--- RECORDS FOR PROCESSING ---
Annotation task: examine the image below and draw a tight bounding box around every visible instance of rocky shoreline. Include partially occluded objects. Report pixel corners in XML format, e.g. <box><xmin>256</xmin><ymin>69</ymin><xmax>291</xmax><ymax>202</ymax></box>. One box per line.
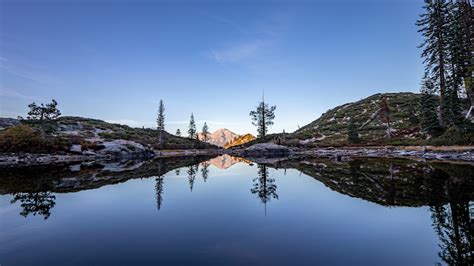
<box><xmin>0</xmin><ymin>143</ymin><xmax>474</xmax><ymax>166</ymax></box>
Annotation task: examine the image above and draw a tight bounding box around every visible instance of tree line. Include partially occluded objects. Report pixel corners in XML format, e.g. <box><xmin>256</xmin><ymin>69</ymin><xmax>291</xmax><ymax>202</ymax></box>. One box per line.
<box><xmin>416</xmin><ymin>0</ymin><xmax>474</xmax><ymax>135</ymax></box>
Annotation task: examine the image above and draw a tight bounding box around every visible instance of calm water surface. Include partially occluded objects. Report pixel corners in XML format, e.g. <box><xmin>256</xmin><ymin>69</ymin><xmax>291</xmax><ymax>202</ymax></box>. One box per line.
<box><xmin>0</xmin><ymin>156</ymin><xmax>474</xmax><ymax>266</ymax></box>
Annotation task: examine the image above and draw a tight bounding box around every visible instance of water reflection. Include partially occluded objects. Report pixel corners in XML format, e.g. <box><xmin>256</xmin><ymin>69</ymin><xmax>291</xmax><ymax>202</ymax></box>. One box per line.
<box><xmin>11</xmin><ymin>191</ymin><xmax>56</xmax><ymax>220</ymax></box>
<box><xmin>250</xmin><ymin>165</ymin><xmax>278</xmax><ymax>204</ymax></box>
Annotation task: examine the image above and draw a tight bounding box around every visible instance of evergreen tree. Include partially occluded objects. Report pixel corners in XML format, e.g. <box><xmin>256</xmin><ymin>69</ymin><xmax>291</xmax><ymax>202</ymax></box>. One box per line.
<box><xmin>201</xmin><ymin>162</ymin><xmax>209</xmax><ymax>182</ymax></box>
<box><xmin>347</xmin><ymin>117</ymin><xmax>360</xmax><ymax>144</ymax></box>
<box><xmin>156</xmin><ymin>100</ymin><xmax>165</xmax><ymax>145</ymax></box>
<box><xmin>380</xmin><ymin>97</ymin><xmax>392</xmax><ymax>139</ymax></box>
<box><xmin>408</xmin><ymin>101</ymin><xmax>420</xmax><ymax>125</ymax></box>
<box><xmin>202</xmin><ymin>122</ymin><xmax>209</xmax><ymax>142</ymax></box>
<box><xmin>420</xmin><ymin>78</ymin><xmax>440</xmax><ymax>135</ymax></box>
<box><xmin>188</xmin><ymin>165</ymin><xmax>199</xmax><ymax>191</ymax></box>
<box><xmin>155</xmin><ymin>176</ymin><xmax>165</xmax><ymax>210</ymax></box>
<box><xmin>449</xmin><ymin>0</ymin><xmax>474</xmax><ymax>107</ymax></box>
<box><xmin>417</xmin><ymin>0</ymin><xmax>450</xmax><ymax>126</ymax></box>
<box><xmin>27</xmin><ymin>99</ymin><xmax>61</xmax><ymax>122</ymax></box>
<box><xmin>249</xmin><ymin>99</ymin><xmax>276</xmax><ymax>139</ymax></box>
<box><xmin>156</xmin><ymin>100</ymin><xmax>165</xmax><ymax>130</ymax></box>
<box><xmin>188</xmin><ymin>113</ymin><xmax>197</xmax><ymax>139</ymax></box>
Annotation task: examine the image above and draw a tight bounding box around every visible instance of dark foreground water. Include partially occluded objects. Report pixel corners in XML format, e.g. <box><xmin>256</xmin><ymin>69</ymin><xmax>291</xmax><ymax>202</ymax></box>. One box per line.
<box><xmin>0</xmin><ymin>156</ymin><xmax>474</xmax><ymax>266</ymax></box>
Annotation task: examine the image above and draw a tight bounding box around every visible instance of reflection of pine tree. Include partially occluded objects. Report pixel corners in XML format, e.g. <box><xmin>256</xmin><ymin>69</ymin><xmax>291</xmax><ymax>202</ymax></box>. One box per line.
<box><xmin>250</xmin><ymin>165</ymin><xmax>278</xmax><ymax>204</ymax></box>
<box><xmin>201</xmin><ymin>162</ymin><xmax>209</xmax><ymax>182</ymax></box>
<box><xmin>11</xmin><ymin>192</ymin><xmax>56</xmax><ymax>220</ymax></box>
<box><xmin>155</xmin><ymin>176</ymin><xmax>165</xmax><ymax>210</ymax></box>
<box><xmin>188</xmin><ymin>164</ymin><xmax>199</xmax><ymax>191</ymax></box>
<box><xmin>430</xmin><ymin>172</ymin><xmax>474</xmax><ymax>265</ymax></box>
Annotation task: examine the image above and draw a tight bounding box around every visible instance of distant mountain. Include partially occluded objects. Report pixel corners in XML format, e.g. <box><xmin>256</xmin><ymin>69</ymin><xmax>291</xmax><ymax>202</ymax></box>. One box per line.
<box><xmin>198</xmin><ymin>128</ymin><xmax>252</xmax><ymax>148</ymax></box>
<box><xmin>224</xmin><ymin>133</ymin><xmax>256</xmax><ymax>149</ymax></box>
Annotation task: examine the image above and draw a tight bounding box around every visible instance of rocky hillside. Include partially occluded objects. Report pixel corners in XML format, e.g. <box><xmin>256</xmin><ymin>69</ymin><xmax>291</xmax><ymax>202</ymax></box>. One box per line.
<box><xmin>224</xmin><ymin>133</ymin><xmax>256</xmax><ymax>149</ymax></box>
<box><xmin>290</xmin><ymin>92</ymin><xmax>430</xmax><ymax>145</ymax></box>
<box><xmin>0</xmin><ymin>116</ymin><xmax>217</xmax><ymax>156</ymax></box>
<box><xmin>198</xmin><ymin>128</ymin><xmax>255</xmax><ymax>149</ymax></box>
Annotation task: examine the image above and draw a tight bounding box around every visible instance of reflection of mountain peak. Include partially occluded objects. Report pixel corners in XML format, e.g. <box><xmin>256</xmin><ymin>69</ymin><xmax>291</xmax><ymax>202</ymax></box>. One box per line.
<box><xmin>209</xmin><ymin>154</ymin><xmax>250</xmax><ymax>169</ymax></box>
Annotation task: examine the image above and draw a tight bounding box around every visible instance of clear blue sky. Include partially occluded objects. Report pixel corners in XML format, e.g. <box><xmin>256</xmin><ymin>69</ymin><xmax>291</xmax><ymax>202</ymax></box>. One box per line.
<box><xmin>0</xmin><ymin>0</ymin><xmax>423</xmax><ymax>133</ymax></box>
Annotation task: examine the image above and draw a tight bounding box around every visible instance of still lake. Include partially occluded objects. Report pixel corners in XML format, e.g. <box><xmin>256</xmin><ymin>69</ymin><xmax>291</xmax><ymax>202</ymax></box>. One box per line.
<box><xmin>0</xmin><ymin>155</ymin><xmax>474</xmax><ymax>266</ymax></box>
---
(PROBLEM)
Copy out each line in the entries above that contains the word "tree".

(ANSWER TO THIS TASK)
Annotation task: examine the image above and draw a tight bounding box around every visible instance of tree line. Include partially occluded objects. Report pixel corners in XML format, e.g. <box><xmin>256</xmin><ymin>69</ymin><xmax>291</xmax><ymax>202</ymax></box>. One box per line.
Annotation task: examine the image above and draw a tight bounding box around every visible instance of evergreen tree. Include partially occluded objects. Report pixel corners in XML format, e.g. <box><xmin>256</xmin><ymin>69</ymin><xmax>291</xmax><ymax>202</ymax></box>. One box per line.
Annotation task: examine the image above and draw a tight bounding box around every visible instance of reflection of pine tree. Include partially occluded objects. Report pixel corners in XML format, e.g. <box><xmin>256</xmin><ymin>69</ymin><xmax>291</xmax><ymax>202</ymax></box>. One box per line.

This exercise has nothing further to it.